>> begin RECORDS FOR PROCESSING

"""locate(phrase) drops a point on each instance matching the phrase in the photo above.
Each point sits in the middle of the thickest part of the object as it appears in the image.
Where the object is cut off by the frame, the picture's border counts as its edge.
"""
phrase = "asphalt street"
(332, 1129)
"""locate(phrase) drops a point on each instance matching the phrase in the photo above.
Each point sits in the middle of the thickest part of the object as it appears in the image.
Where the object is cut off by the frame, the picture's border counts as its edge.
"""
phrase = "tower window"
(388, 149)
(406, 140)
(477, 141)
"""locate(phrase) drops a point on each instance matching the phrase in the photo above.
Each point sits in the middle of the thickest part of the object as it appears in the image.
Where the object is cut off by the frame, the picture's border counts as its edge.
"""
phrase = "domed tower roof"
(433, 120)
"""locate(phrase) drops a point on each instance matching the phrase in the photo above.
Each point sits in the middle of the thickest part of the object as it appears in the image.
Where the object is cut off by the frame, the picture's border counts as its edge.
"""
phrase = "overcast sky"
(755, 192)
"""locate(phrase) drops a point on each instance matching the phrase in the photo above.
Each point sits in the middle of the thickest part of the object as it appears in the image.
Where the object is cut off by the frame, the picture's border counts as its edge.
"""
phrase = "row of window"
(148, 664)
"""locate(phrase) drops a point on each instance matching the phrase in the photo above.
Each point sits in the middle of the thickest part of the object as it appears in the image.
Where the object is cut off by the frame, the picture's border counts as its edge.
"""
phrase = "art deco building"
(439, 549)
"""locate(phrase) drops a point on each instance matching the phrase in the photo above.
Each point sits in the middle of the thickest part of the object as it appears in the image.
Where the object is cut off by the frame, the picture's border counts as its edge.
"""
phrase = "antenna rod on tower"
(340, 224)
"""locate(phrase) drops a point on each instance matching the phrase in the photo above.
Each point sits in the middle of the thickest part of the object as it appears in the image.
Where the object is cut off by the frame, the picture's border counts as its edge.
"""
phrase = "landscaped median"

>> end RECORDS FOR PROCESSING

JOB: Type out the full listing again, exactly as given.

RESULT OF THE TASK:
"""locate(phrase) drops a point on each instance matching the phrase in the photo above.
Each point sits in the middle of the thickest part of the object as it appears in the image.
Where the object is cut off by the frame, the picture's border counts as its edge.
"""
phrase = "asphalt street"
(332, 1129)
"""locate(phrase) drops a point on each instance matching the phrase in the photo above.
Each point sits in the middle of the thickest part of the object as it appears in the image.
Where the object is cut off by the frame, the picture's border counts as its edge.
"""
phrase = "tower window"
(388, 149)
(406, 140)
(477, 141)
"""locate(phrase) drops a point on each instance matching the phrase in the photo above.
Each point sits in the middle of the thickest part of the object as it appears in the image.
Where the object is cut off by the frame, the picture's border counts as its edge.
"""
phrase = "domed tower roof"
(433, 120)
"""locate(phrase) drops a point on each instance matching the phrase in the photo above.
Each point sits in the middle of the thickest part of the object as it appears in the image.
Where the object is cut off by the frame, the picture's border counts as its edge.
"""
phrase = "overcast sky"
(755, 192)
"""locate(phrase) drops a point on each instance matching the phrase in the photo above.
Each point sits in the middle of the thickest part of the object as it appears in the image.
Where the object is cut off by the frame, the picture's border counts as its edge.
"""
phrase = "row of window"
(148, 664)
"""locate(phrase) drops a point on each instance matching the phrase in the photo above.
Each point sits in the middle of the thickest part of the object as it appears in the image.
Where the object is cut off by the frame, the picture's border counts as its edge.
"""
phrase = "art deco building"
(439, 549)
"""locate(phrase) drops a point on each instance matching the phrase in the photo above.
Each point sits in the middle of the thickest part of the object as it appears in the image.
Where the object is cut off by the frame, the picture's border counts as its edge.
"""
phrase = "antenna rod on tower"
(340, 224)
"""locate(phrase) drops a point on each instance matching the phrase in the photo above.
Each point sits in the middle of the thickest part of the object as it appears in the image.
Where the object is cut off by the frame, the picture's border counts as its edge.
"""
phrase = "landscaped median"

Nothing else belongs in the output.